=== Exercise requirements ===
Copy out each line of the data below that contains the word "pole".

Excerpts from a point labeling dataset

<<<<

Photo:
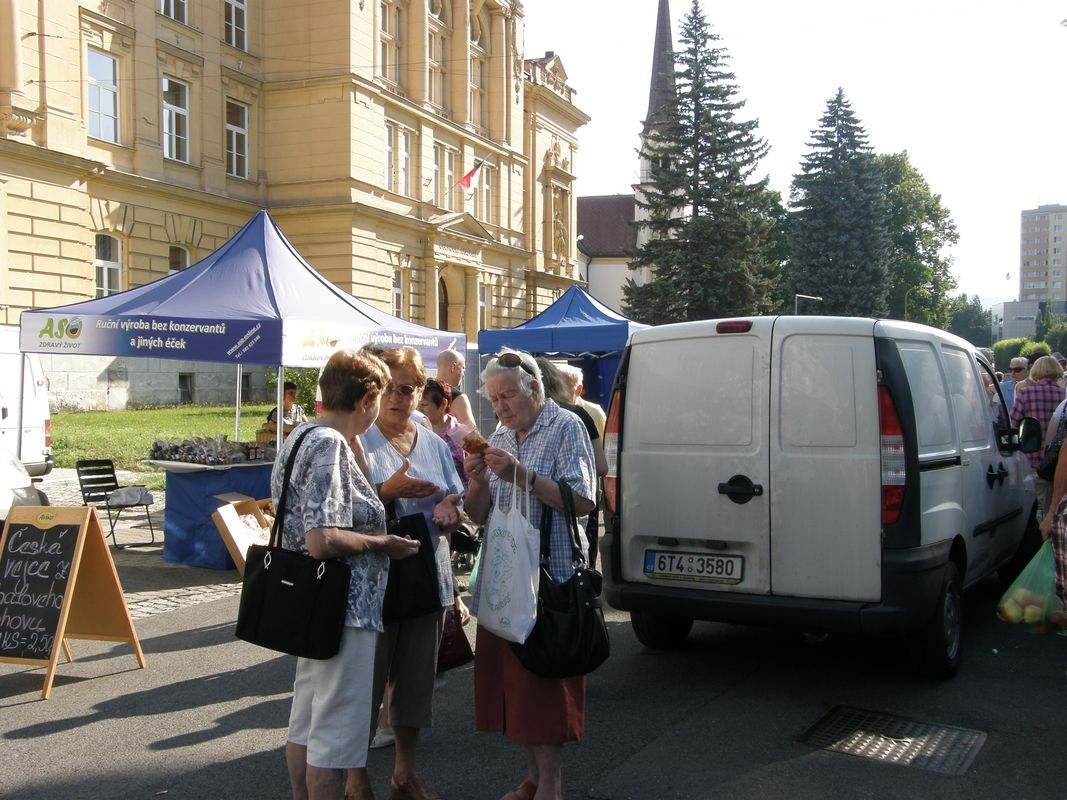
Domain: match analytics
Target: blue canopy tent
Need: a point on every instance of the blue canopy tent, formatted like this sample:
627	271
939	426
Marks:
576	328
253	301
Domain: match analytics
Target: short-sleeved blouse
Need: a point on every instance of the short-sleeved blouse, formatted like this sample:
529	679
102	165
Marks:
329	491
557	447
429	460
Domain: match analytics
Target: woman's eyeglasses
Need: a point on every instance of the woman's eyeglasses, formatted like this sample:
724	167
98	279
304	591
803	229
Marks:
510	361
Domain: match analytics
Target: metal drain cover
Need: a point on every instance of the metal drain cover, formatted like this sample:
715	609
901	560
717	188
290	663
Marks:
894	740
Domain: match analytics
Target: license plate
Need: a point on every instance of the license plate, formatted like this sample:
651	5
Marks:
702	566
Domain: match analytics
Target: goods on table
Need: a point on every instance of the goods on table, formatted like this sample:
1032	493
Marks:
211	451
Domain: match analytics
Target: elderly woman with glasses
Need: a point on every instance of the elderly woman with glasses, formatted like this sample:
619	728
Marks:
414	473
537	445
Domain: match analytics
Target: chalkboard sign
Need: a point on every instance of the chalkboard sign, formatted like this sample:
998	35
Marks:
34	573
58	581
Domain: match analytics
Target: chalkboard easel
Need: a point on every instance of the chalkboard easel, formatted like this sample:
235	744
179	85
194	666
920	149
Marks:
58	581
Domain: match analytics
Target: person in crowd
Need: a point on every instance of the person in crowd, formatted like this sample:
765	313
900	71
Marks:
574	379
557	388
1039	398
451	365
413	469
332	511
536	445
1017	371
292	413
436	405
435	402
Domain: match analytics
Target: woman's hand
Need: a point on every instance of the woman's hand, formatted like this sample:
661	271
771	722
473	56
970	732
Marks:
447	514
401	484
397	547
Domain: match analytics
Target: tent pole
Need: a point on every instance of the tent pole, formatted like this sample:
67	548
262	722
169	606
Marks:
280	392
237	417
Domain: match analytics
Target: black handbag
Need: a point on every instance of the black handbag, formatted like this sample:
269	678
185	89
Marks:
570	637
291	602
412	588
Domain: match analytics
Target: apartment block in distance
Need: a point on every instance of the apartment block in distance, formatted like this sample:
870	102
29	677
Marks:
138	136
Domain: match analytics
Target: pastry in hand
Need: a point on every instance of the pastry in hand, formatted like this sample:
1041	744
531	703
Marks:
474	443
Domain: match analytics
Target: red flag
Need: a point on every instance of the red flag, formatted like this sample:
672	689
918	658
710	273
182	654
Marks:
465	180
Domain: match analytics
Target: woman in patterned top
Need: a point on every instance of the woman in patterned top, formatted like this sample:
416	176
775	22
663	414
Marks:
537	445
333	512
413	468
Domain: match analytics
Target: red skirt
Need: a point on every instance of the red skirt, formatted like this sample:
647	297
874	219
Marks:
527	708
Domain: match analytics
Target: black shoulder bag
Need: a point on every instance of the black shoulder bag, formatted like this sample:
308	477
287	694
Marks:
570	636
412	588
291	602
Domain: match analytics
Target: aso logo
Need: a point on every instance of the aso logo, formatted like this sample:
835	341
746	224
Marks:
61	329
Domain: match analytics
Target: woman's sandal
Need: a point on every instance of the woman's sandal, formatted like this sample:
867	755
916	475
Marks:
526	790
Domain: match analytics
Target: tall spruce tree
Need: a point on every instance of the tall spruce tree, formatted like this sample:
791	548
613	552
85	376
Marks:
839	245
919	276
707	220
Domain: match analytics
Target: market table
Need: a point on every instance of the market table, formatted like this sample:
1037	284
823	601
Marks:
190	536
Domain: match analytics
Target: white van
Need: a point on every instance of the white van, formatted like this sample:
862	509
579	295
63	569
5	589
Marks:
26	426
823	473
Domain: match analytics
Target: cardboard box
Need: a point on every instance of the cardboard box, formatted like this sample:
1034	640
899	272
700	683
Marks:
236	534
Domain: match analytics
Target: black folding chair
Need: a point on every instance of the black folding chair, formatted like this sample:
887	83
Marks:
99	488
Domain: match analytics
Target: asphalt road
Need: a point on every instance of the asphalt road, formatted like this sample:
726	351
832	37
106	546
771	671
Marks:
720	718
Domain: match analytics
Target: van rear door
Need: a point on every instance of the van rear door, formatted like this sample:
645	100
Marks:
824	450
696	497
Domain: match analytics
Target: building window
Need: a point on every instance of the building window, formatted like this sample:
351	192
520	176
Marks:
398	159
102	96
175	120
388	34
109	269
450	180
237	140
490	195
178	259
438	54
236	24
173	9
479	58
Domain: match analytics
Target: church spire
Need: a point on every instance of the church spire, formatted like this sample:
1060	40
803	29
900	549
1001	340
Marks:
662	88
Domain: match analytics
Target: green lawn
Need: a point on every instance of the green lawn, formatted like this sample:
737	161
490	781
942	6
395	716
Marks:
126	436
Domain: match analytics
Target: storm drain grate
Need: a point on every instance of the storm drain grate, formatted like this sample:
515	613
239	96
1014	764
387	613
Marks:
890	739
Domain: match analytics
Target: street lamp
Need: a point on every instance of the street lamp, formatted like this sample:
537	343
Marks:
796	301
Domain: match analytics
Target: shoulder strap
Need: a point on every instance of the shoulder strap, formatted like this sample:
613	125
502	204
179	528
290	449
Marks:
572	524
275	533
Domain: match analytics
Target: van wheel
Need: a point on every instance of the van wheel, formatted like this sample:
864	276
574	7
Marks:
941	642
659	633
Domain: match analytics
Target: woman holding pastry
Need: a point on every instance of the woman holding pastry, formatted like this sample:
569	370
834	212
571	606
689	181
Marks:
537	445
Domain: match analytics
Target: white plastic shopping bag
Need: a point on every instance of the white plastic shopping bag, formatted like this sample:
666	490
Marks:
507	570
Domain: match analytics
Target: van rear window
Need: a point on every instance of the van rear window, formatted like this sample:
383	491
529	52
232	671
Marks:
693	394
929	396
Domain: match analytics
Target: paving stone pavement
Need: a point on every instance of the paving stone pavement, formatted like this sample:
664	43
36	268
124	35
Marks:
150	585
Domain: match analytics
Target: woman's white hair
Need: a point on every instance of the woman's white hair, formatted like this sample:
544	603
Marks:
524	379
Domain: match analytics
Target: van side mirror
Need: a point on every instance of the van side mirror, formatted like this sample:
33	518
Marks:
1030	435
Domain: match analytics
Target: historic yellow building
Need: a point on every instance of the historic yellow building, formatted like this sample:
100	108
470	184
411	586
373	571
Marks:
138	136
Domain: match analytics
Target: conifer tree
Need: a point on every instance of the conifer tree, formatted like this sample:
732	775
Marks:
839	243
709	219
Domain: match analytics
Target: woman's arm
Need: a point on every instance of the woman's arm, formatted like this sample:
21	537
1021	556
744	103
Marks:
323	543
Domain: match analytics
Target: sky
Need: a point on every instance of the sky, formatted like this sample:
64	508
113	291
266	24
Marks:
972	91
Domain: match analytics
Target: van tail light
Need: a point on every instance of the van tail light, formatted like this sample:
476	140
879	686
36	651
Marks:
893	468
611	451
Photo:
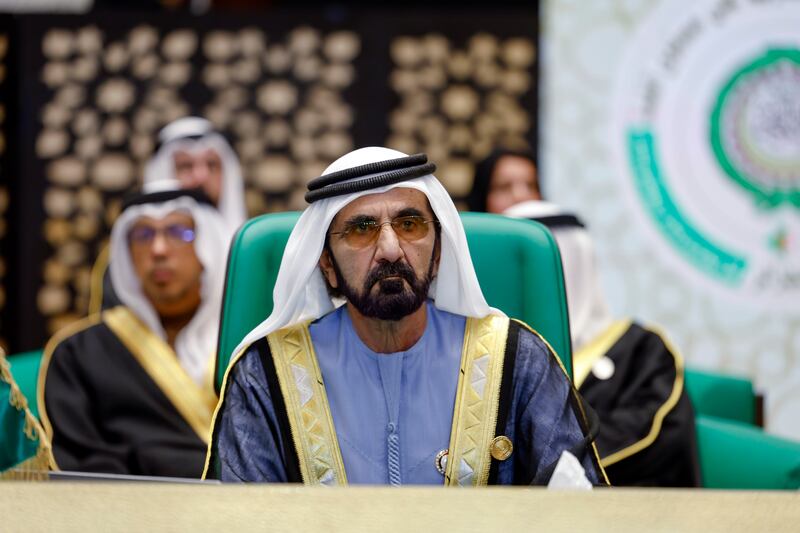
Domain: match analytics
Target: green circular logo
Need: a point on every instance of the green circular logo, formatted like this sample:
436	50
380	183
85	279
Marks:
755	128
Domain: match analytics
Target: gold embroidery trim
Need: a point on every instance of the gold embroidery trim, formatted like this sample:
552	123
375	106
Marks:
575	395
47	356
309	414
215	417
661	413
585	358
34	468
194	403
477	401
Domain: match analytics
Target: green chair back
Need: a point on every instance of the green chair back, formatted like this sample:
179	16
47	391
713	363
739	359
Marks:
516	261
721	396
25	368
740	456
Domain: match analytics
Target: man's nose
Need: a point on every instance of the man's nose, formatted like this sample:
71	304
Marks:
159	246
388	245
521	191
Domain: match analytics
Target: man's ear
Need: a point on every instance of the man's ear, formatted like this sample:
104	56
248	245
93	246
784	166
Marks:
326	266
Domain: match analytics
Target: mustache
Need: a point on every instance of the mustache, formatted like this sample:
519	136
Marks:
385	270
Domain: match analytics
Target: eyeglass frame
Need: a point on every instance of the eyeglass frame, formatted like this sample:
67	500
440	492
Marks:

>>>>

=== Full solution ===
Target: tent pole
Need: a point on every instance of the tent pole, formatted like this sample:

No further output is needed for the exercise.